'''

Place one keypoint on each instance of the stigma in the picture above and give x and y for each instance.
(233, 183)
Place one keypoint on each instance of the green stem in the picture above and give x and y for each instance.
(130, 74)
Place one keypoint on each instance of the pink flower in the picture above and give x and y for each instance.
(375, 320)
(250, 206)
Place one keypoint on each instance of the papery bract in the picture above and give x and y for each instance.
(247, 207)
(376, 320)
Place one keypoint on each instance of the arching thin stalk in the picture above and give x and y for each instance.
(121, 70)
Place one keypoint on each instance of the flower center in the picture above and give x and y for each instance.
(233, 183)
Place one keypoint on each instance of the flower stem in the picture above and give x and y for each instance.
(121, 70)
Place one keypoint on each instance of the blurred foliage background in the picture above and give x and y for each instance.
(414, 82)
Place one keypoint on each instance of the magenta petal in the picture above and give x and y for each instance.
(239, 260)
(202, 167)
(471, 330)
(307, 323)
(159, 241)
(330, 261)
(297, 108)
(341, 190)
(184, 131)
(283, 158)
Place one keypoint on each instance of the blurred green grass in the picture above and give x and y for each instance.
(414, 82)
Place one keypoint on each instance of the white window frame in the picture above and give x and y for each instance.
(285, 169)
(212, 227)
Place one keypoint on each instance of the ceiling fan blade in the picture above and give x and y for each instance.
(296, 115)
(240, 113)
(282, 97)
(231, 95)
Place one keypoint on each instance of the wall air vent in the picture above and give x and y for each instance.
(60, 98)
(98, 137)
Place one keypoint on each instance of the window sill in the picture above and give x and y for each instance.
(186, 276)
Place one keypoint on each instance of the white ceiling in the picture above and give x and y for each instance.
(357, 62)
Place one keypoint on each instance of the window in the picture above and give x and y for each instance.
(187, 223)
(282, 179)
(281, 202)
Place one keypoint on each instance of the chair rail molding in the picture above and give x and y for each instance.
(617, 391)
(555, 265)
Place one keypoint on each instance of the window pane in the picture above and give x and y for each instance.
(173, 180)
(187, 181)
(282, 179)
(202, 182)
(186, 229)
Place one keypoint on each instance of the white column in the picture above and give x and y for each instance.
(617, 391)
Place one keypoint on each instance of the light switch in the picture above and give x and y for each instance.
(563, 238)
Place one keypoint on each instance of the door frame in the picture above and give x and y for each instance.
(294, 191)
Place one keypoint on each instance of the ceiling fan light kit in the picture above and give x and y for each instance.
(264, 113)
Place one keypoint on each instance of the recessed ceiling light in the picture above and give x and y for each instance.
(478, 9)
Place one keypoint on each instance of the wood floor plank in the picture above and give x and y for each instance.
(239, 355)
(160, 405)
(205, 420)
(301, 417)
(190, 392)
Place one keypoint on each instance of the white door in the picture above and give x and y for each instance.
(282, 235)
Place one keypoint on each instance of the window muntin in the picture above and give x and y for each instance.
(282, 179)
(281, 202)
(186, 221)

'''

Brief -> Give back, exactly as written, the lines from the one with "Place one keypoint on each instance of the light" to the last line.

Problem solution ->
Place one keypoint on each instance of the light switch in the picture above and give x and y for each instance.
(563, 238)
Place one keypoint on each instance of the door frame in the picture above and give x and y for each instance.
(294, 191)
Place one keypoint on each instance of the ceiling fan light kit in the picture above and give x and y for each instance.
(264, 113)
Place one keypoint on each instance of the recessed ceiling light in the picture above and give x and y for each instance.
(478, 9)
Place one keypoint on each instance of the wood floor plank in the picture above and give x and y for each instance.
(239, 355)
(160, 405)
(205, 420)
(301, 417)
(190, 392)
Place one keypoint on each instance of the white door in the picture above and give x and y for each instance.
(282, 235)
Place one keypoint on each instance of the window muntin in the picture above and give x and y for each instance.
(282, 179)
(281, 202)
(186, 221)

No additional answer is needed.